Challenges =>
1/ Transcribe the part of the Zeinab Badawi interview that starts with "It is a legacy" and goes on through "they come from.".
2/ Answer these questions from the Zeinab Badawi interview:
(a) How many documentaries does the series based on the General History of Africa include?
(b) How long has Zeinab Badawi been in the media?
(c) To which places does the interview say the series is meant to be given for free?

Text =>
◆ ◆ ◆ ◆

Zeinab Badawi: I see my hyphenated identity as an advantage


Zeinab Badawi
© Andrew Aitchison
04 March 2016

To mark International Women's Day 2016, Wide angle invited the famous BBC journalist and producer Zeinab Badawi to talk about her work, her beliefs and her commitment to making the General History of Africa – what she calls UNESCO’s best kept secret –accessible to the public at large.

I always said that the General History of Africa (GHA), was one of UNESCO's best kept secrets because for years it did not get the promotion it deserved, so that it remained hidden away until today. I thank UNESCO for having the confidence in me to do this series of six documentaries based on the GHA, that we intend to give for free to African states’ TV stations, colleges and universities.

I have been in the media for 25 years and I have done all sorts of things, but I can honestly say, hand on my heart, that this project is by far the most exciting, the most interesting and the most valuable project I have ever been involved in.

It is a legacy project and a unique project, because never before in the history of broadcasting, have we had a systematic look from prehistory to the modern era of Africa’s history told, I hope, in a compelling way, particularly targeting young people and particularly targeting Africans. I really hope that after they see this, they will have a very clear idea of how wonderful their continent is, regardless of which part of it they come from.

◆ ◆ ◆ ◆

Recorded information =>

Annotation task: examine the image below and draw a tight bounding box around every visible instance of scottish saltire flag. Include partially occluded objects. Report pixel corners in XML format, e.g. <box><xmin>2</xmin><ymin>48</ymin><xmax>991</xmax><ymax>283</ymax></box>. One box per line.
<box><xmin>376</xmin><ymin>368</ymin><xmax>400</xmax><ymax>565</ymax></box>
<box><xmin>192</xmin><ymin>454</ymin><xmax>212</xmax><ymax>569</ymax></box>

◆ ◆ ◆ ◆

Answer set =>
1/
It is a legacy project and a unique project, because never before in the history of broadcasting, have we had a systematic look from prehistory to the modern era of Africa’s history told, I hope, in a compelling way, particularly targeting young people and particularly targeting Africans. I really hope that after they see this, they will have a very clear idea of how wonderful their continent is, regardless of which part of it they come from.

2/
(a) Six
(b) 25 years
(c) African states' TV stations, colleges and universities